**Stated problem:** How many lines in the rows below contain the word "street"? Reply with the number alone.

**Input rows:**
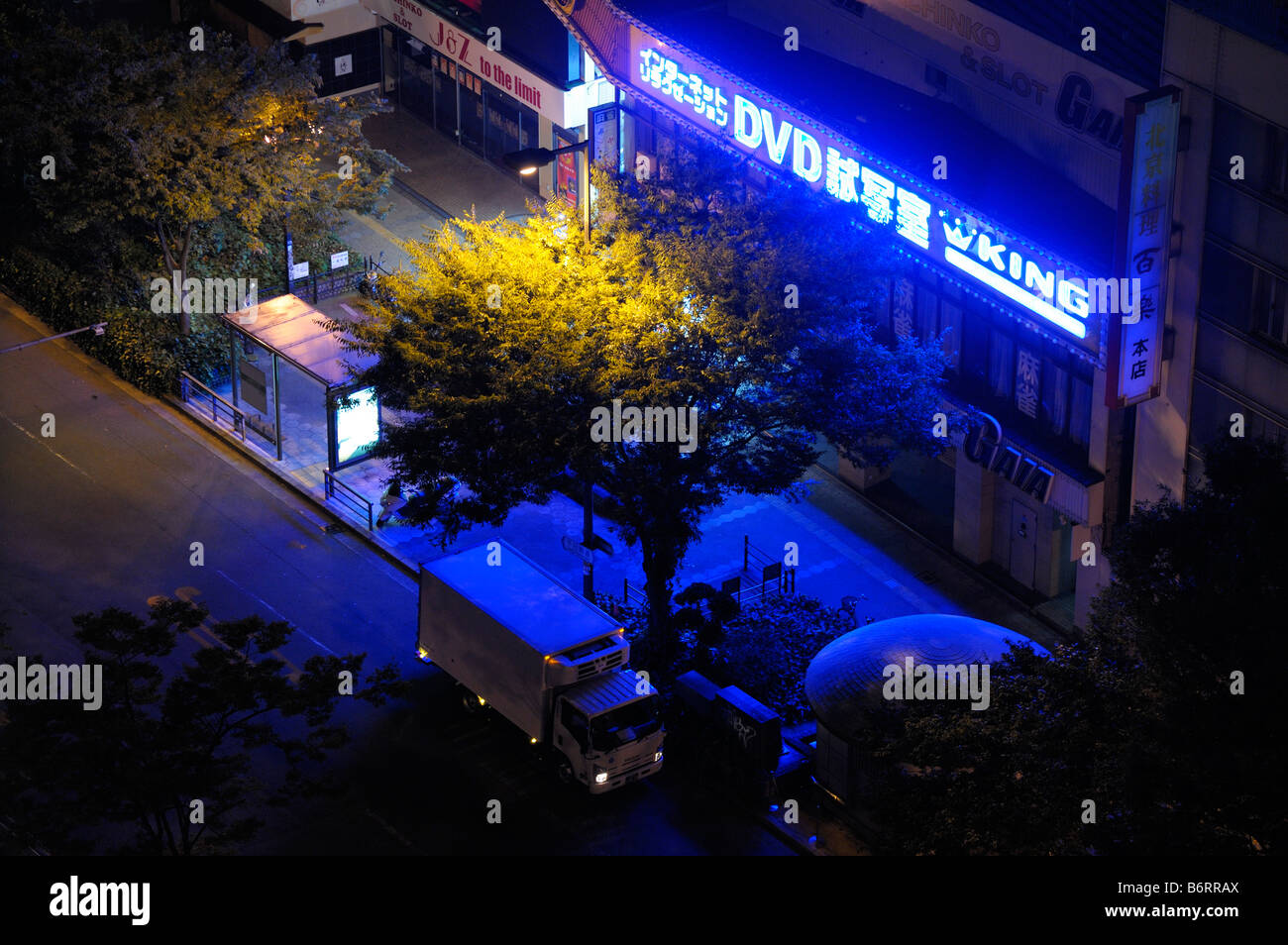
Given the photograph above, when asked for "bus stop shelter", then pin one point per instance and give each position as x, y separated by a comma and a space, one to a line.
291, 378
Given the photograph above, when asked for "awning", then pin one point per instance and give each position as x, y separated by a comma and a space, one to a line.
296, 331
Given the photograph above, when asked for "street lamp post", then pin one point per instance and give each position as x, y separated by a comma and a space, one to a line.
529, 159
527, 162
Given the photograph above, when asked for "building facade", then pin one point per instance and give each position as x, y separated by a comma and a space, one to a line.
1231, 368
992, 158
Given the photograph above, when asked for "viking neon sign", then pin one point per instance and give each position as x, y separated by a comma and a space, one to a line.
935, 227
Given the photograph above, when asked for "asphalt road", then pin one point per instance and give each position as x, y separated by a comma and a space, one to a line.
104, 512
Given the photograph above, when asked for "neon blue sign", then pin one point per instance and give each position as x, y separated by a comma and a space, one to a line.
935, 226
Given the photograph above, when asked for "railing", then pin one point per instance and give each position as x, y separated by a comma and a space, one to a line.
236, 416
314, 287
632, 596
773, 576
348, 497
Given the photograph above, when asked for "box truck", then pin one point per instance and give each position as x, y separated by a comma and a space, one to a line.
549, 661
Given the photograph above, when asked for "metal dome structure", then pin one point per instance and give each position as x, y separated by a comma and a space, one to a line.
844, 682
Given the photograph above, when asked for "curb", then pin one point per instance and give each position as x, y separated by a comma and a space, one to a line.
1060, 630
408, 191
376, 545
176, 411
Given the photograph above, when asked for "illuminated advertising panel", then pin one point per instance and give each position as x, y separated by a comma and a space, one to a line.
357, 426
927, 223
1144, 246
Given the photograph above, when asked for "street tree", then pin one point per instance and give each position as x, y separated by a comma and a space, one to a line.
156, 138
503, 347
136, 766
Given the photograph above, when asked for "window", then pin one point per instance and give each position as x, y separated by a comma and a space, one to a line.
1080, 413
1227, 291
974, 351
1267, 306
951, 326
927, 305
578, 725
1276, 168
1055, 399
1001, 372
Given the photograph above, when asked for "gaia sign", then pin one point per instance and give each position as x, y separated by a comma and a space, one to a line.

**Answer:** 2